▶ **Exercise objective**:
Return every line of the material below word for word, leaving out the pictures.

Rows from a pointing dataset
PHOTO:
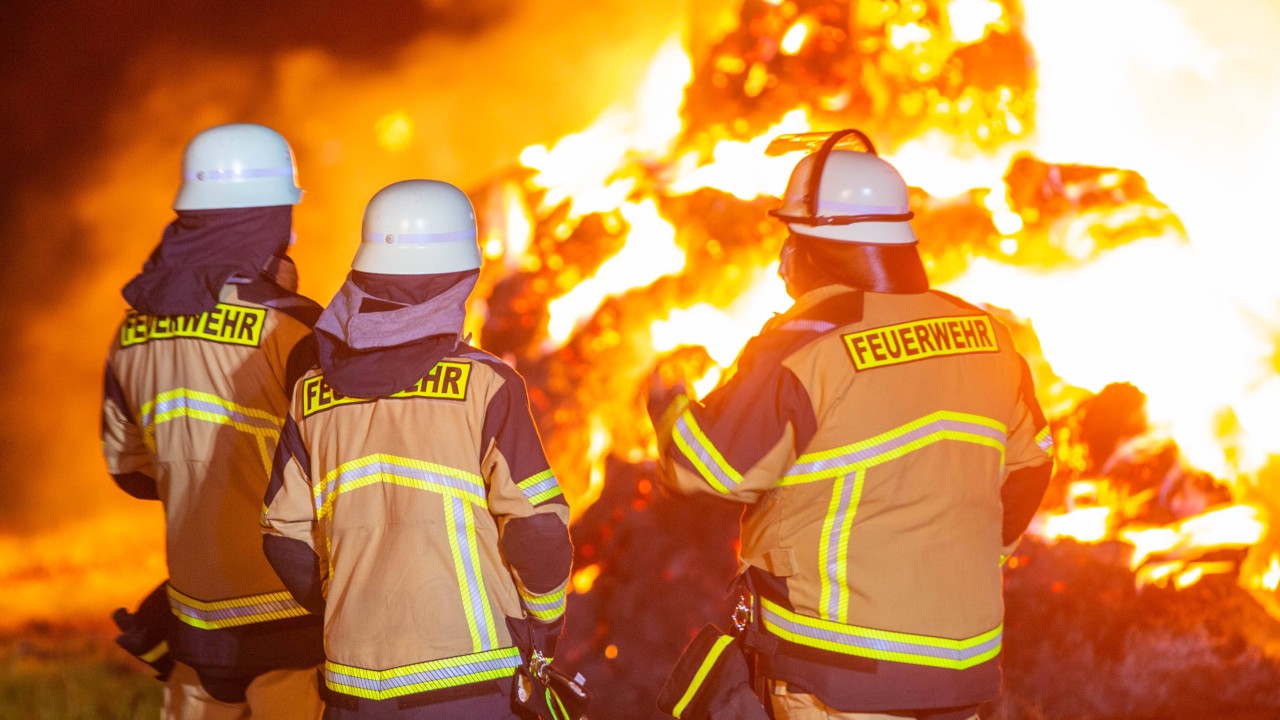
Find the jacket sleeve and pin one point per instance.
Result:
(526, 501)
(289, 529)
(740, 441)
(1028, 463)
(127, 456)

▶ **Worked solution**:
PHOTO:
Find the jacket sleeve and pin one point per instance.
Result:
(526, 501)
(289, 529)
(740, 441)
(1028, 463)
(127, 456)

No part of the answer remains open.